─── Records supplied ───
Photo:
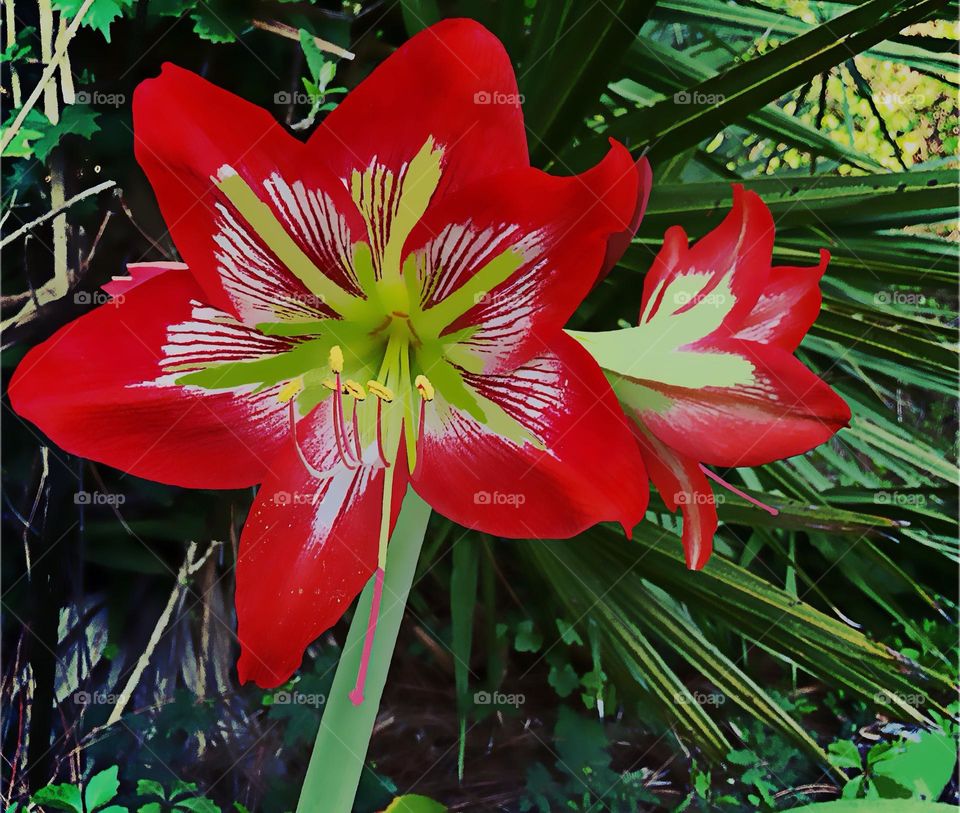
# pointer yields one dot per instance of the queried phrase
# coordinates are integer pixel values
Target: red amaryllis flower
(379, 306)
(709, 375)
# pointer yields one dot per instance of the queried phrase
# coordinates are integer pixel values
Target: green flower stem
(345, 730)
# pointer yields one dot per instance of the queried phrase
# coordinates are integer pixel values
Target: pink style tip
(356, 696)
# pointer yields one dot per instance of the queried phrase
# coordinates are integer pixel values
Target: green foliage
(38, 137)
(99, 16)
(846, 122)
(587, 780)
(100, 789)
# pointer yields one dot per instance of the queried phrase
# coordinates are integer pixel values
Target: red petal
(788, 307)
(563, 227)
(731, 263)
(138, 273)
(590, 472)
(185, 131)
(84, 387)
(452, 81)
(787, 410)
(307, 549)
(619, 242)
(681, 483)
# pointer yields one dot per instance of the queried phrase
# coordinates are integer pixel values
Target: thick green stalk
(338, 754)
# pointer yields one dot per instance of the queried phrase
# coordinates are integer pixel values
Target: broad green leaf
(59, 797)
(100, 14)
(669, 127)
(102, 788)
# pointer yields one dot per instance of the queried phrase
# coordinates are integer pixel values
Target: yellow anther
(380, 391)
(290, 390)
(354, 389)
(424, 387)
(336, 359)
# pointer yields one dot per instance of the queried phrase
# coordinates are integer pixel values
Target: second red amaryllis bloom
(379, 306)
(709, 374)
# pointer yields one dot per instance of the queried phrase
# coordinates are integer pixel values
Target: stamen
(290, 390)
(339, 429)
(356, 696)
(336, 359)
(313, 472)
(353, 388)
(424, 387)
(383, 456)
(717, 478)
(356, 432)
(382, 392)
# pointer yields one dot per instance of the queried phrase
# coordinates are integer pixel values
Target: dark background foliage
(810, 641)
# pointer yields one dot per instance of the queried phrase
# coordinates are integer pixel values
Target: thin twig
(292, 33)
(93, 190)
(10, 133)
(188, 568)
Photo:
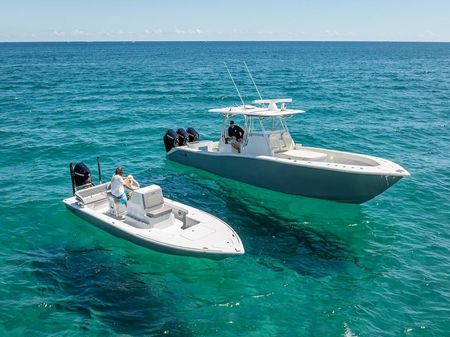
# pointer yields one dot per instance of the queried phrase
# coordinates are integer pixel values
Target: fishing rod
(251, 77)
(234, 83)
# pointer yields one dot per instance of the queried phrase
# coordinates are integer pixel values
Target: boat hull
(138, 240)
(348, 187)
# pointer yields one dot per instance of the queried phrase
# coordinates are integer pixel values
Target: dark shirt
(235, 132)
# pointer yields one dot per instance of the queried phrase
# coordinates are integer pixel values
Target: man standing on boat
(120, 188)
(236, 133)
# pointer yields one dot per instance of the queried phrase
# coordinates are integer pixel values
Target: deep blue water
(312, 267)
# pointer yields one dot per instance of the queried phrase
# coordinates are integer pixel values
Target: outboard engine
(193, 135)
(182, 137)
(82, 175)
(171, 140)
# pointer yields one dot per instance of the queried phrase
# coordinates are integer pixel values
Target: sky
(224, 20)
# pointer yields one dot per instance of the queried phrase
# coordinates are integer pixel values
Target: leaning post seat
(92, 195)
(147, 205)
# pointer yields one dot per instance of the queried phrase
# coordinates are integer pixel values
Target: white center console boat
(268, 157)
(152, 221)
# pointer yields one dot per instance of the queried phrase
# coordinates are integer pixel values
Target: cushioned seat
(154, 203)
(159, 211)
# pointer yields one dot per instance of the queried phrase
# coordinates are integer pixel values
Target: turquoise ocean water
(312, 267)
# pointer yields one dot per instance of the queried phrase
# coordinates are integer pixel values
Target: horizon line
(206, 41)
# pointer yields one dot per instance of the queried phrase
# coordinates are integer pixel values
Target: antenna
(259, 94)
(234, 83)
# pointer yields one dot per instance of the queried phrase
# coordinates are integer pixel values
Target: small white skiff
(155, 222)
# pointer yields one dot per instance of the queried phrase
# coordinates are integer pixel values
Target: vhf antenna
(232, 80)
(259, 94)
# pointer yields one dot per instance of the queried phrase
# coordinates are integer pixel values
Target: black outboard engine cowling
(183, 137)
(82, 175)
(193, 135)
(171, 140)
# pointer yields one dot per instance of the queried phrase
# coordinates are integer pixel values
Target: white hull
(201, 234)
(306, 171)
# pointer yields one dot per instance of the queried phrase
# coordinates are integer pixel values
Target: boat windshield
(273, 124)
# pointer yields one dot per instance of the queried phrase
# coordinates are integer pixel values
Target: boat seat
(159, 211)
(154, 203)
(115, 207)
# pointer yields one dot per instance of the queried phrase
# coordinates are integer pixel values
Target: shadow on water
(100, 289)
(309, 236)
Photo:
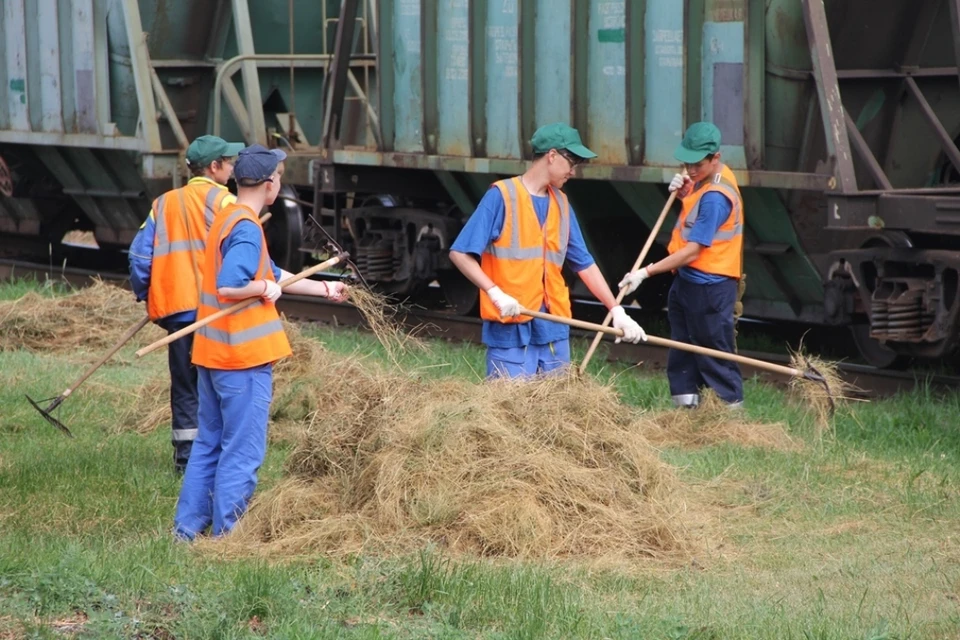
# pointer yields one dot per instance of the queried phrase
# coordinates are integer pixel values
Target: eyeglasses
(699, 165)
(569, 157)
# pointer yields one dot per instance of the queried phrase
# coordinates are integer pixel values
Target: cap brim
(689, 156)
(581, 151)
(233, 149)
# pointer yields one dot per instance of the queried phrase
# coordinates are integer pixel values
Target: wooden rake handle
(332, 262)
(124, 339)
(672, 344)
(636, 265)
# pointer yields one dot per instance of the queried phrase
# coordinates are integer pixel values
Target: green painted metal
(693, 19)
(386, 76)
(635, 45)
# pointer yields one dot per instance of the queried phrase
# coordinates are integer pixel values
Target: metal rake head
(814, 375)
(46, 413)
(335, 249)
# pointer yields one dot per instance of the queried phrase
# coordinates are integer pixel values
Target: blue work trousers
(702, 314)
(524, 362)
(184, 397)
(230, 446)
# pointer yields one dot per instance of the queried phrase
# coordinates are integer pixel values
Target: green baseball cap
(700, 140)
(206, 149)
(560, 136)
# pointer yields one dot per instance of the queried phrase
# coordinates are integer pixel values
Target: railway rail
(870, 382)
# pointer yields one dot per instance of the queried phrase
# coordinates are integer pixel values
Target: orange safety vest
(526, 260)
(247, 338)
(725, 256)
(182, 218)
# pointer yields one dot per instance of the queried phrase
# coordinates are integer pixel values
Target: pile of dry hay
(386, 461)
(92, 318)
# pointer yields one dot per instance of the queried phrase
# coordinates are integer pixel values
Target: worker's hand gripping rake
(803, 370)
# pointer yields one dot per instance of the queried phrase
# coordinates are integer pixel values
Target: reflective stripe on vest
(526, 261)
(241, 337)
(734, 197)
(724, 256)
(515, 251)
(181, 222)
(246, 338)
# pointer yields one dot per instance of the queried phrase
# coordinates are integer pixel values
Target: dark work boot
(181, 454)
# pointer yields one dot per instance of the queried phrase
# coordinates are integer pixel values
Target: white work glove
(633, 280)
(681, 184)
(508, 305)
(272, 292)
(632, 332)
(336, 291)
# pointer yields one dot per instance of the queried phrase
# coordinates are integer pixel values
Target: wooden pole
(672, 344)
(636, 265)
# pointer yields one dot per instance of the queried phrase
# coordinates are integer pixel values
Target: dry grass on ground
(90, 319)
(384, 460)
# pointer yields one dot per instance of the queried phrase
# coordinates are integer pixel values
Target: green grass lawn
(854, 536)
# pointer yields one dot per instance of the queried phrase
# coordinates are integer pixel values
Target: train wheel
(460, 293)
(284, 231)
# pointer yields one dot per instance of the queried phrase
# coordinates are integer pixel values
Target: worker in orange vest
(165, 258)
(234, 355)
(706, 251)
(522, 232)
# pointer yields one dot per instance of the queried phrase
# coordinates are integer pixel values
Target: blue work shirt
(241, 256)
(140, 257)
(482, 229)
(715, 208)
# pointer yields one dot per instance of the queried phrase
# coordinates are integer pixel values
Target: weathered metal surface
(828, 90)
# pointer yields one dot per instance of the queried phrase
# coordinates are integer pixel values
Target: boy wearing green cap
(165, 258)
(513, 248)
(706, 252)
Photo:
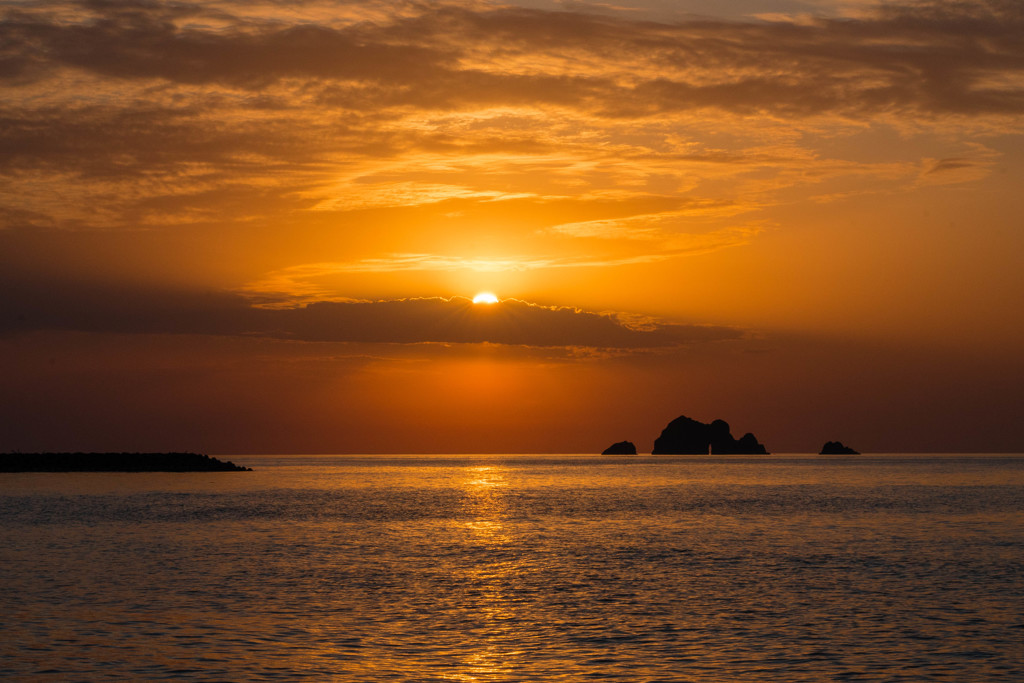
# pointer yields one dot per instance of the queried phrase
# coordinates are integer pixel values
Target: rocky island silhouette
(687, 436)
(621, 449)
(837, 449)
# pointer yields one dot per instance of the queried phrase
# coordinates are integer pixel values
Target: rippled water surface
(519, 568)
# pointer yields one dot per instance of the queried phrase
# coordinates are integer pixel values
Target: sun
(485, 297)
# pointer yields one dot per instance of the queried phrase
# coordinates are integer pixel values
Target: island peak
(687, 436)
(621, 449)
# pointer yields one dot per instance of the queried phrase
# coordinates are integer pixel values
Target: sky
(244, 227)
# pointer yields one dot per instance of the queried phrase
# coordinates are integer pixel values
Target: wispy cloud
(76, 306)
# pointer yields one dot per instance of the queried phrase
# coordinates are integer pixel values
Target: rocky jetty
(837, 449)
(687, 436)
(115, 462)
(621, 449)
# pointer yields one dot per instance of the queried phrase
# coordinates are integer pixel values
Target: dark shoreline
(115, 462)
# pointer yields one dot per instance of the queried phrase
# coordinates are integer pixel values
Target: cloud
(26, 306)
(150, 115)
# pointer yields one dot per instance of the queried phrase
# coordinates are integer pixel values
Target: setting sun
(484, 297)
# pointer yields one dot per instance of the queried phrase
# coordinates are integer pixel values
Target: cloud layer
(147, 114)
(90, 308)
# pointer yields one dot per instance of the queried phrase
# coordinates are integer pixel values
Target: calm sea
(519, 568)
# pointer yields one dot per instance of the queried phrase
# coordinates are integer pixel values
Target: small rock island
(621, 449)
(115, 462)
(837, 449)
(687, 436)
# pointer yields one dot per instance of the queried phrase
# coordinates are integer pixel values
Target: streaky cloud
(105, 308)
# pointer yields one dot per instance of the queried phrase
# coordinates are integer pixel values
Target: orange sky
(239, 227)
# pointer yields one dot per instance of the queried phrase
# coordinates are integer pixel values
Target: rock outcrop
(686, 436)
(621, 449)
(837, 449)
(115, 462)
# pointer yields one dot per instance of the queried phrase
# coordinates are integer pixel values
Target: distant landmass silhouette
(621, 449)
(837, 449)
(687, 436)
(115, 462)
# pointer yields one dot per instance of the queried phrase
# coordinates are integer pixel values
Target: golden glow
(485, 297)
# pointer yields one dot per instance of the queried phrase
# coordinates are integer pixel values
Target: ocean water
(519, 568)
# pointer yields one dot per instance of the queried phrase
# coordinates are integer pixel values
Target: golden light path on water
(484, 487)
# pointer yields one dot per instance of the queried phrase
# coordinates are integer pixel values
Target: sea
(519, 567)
───
Direction: Report every line in the entries above that contains the word "flower".

Solved problem:
Target: red amaryllis flower
Target: green flower stem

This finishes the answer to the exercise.